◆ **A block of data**
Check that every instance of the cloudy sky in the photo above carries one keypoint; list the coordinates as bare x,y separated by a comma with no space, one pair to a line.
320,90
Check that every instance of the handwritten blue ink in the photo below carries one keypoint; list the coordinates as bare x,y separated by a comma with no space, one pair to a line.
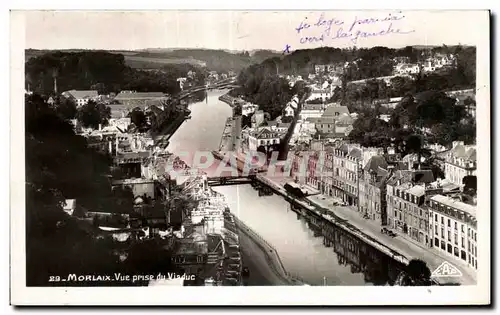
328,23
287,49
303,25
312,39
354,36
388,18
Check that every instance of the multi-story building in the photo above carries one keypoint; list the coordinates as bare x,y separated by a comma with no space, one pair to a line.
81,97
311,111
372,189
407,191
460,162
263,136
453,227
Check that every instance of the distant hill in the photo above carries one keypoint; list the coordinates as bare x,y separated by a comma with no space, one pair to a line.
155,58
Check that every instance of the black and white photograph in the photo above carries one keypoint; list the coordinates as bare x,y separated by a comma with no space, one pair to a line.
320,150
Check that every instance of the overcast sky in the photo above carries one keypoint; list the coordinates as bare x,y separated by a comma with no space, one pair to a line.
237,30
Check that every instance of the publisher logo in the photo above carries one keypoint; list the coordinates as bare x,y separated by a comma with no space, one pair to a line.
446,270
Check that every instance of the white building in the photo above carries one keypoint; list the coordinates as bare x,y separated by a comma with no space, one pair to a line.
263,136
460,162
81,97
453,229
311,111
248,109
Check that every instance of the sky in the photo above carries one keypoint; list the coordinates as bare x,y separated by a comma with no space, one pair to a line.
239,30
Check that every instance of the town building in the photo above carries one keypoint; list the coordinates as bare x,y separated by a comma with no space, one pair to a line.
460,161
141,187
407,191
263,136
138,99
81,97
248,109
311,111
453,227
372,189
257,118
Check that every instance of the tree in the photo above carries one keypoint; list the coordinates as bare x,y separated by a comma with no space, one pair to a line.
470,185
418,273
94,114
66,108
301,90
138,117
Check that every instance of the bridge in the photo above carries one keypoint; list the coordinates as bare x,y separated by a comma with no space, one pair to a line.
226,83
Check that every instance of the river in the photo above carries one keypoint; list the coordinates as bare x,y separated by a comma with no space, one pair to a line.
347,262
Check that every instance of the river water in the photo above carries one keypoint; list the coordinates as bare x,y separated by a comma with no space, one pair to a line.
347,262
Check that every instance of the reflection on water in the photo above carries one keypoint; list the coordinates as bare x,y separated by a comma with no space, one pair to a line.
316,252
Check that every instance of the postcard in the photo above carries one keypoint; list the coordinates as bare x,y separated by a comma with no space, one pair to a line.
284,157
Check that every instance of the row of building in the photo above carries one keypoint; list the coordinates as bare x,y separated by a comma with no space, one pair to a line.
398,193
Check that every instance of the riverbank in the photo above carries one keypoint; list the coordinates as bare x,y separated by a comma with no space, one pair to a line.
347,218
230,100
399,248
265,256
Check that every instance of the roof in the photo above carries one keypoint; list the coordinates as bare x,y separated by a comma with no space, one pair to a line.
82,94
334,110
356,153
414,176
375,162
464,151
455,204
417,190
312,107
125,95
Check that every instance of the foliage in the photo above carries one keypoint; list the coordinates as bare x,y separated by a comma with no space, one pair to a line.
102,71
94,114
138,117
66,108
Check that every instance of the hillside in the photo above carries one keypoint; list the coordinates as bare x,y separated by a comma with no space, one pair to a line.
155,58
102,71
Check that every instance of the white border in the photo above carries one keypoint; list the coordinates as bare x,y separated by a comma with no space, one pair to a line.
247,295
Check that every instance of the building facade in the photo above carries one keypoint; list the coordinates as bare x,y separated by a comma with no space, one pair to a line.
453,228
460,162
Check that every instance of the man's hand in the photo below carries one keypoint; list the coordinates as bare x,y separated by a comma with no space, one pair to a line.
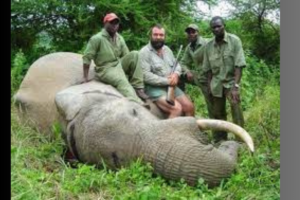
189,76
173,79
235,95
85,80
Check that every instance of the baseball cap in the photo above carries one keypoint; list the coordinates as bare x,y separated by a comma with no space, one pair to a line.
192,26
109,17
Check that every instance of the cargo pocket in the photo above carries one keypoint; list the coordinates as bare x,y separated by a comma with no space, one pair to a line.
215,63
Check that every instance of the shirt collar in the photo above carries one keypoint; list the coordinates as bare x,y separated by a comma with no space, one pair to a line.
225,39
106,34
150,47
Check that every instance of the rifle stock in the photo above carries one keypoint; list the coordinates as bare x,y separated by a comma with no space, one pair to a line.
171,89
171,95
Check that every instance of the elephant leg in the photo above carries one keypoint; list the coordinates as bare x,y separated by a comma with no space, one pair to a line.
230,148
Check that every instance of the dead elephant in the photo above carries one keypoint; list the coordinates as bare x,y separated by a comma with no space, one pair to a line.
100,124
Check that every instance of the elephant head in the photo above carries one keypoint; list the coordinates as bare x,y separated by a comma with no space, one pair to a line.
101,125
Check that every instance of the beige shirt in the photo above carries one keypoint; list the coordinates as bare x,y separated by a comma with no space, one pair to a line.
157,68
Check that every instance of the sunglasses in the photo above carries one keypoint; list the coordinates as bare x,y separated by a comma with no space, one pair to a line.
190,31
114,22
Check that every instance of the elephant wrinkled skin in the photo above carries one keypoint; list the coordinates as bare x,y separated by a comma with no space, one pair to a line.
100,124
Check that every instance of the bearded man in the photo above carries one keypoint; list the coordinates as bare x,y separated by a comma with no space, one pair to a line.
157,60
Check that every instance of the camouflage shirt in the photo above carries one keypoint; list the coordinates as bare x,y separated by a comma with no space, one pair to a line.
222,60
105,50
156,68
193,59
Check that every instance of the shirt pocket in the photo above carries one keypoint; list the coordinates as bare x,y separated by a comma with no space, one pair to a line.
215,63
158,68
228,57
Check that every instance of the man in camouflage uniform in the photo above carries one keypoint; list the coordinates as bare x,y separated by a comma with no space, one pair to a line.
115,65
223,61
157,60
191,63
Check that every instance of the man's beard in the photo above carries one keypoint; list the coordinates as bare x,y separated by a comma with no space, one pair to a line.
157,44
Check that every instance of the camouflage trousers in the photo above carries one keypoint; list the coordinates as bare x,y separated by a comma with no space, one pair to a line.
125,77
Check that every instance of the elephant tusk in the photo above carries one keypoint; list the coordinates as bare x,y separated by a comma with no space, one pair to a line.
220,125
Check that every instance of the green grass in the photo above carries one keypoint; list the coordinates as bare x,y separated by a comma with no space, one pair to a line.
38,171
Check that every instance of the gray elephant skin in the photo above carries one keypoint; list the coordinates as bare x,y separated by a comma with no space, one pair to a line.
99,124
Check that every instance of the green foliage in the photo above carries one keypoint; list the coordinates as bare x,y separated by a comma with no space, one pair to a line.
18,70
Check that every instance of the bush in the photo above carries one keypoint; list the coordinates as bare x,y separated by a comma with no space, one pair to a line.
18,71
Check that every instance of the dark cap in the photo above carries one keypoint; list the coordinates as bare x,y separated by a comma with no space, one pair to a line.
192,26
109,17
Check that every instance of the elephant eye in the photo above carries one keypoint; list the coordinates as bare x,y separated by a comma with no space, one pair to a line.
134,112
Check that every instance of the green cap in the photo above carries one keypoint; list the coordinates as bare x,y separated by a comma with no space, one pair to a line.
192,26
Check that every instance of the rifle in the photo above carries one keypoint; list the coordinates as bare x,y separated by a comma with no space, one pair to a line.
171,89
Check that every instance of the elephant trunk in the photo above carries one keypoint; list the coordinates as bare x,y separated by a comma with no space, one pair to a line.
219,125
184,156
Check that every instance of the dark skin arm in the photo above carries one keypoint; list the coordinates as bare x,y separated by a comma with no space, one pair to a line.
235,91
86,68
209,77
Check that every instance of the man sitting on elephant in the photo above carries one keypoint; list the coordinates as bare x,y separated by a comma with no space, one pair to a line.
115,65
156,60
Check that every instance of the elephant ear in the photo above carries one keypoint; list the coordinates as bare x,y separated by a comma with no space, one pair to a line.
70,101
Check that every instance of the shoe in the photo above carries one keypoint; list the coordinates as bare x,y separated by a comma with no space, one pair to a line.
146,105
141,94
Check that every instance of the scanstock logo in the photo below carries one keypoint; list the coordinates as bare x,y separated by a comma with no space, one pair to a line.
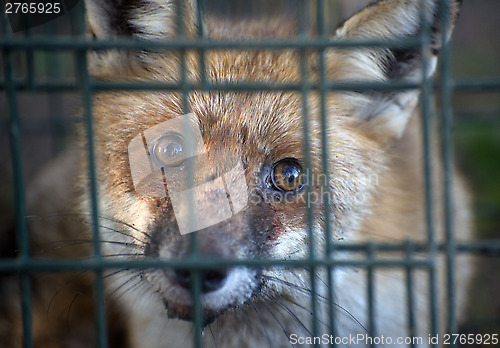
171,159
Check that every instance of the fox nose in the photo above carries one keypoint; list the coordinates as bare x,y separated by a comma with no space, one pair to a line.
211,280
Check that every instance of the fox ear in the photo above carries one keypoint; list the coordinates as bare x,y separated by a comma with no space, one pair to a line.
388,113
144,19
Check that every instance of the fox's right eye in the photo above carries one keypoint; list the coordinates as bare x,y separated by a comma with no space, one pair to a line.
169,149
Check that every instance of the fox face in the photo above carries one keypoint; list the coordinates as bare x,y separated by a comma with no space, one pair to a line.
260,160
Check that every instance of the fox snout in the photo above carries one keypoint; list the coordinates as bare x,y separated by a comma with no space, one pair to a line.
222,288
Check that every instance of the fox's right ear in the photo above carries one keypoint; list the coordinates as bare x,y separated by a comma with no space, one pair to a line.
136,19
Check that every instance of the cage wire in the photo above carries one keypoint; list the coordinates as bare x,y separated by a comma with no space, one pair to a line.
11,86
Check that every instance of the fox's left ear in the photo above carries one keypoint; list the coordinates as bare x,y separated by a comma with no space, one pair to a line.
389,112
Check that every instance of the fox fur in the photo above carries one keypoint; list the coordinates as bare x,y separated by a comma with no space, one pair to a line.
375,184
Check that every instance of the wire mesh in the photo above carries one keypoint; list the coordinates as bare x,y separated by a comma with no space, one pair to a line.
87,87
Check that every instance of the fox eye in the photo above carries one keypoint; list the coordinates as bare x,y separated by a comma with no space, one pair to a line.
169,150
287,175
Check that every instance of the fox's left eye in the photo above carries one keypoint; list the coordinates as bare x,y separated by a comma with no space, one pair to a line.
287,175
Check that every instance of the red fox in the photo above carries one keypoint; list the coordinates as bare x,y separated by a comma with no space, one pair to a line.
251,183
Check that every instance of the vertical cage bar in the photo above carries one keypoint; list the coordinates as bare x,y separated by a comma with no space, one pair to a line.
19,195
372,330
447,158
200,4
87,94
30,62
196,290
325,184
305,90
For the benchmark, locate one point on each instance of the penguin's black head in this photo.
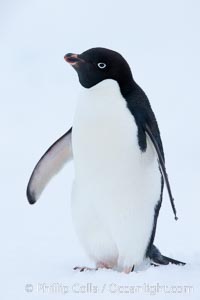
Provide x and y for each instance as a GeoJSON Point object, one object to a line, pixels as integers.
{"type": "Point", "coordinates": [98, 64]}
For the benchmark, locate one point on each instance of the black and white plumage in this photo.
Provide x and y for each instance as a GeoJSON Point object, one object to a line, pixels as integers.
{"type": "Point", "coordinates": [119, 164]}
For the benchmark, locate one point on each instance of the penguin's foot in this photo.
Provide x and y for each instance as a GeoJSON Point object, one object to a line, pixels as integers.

◆ **What is being asked**
Everything from the line containing "Check that every instance of the cage" to the last line of the listing above must be reproduced exactly, with no pictures included.

◆ **Result of this exercise**
Check that every instance of the cage wire in the photo above carries one keypoint; list the coordinates as bare x,y separated by a comma with no space, one pair to a line.
11,86
Check that every instance of the fox's left ear in the photo above carries one keypoint; list the coordinates as bare x,y separated by a comma with no space, one pair to a line.
389,112
Check that every instance of the fox fur in the photo above carries one keypoint; list the coordinates as bare x,y separated by a comma with no space, one pair to a line.
375,184
Check that every instance of the wire mesh in the photo above carries one keypoint; list the coordinates as bare x,y separated by a comma with no space, one pair to a line.
87,87
Check that every instance of the fox eye in the photo above carries one keypoint; list the coordinates as bare x,y separated by a comma with no space, one pair to a line.
169,150
287,175
Check that every instance of the fox's left eye in the photo above carries one keypoint; list the coordinates as bare x,y separated by a comma with no space, one pair to a line.
287,175
Check that every instance of the red fox in the photo above carries one keypoint; list the coordinates as bare x,y separated by a comma with no space, one pair to a line.
251,183
Check that every instance of the vertical cage bar in the photo above carries one keypoint; list the coordinates as bare x,y separated by a comma with no space, one pair to a line.
19,195
372,330
447,158
200,4
87,94
30,62
196,290
325,184
305,90
For the benchmark, locate one point on each instance of the penguin's black head in this photo.
Provide x and y for each instance as a GeoJSON Point object, one object to a line, pixels as integers.
{"type": "Point", "coordinates": [98, 64]}
For the benchmark, locate one point on each instance of the black and white plumage in this photo.
Provide x and y for each instance as a GeoJSON Point object, one object to a line, pixels as integers.
{"type": "Point", "coordinates": [119, 164]}
For the benchmark, locate one point on each instance of the penguin's foot in this photo.
Provide x and y for each instance as a GeoJSON Point object, one object to a line, pixels as integers.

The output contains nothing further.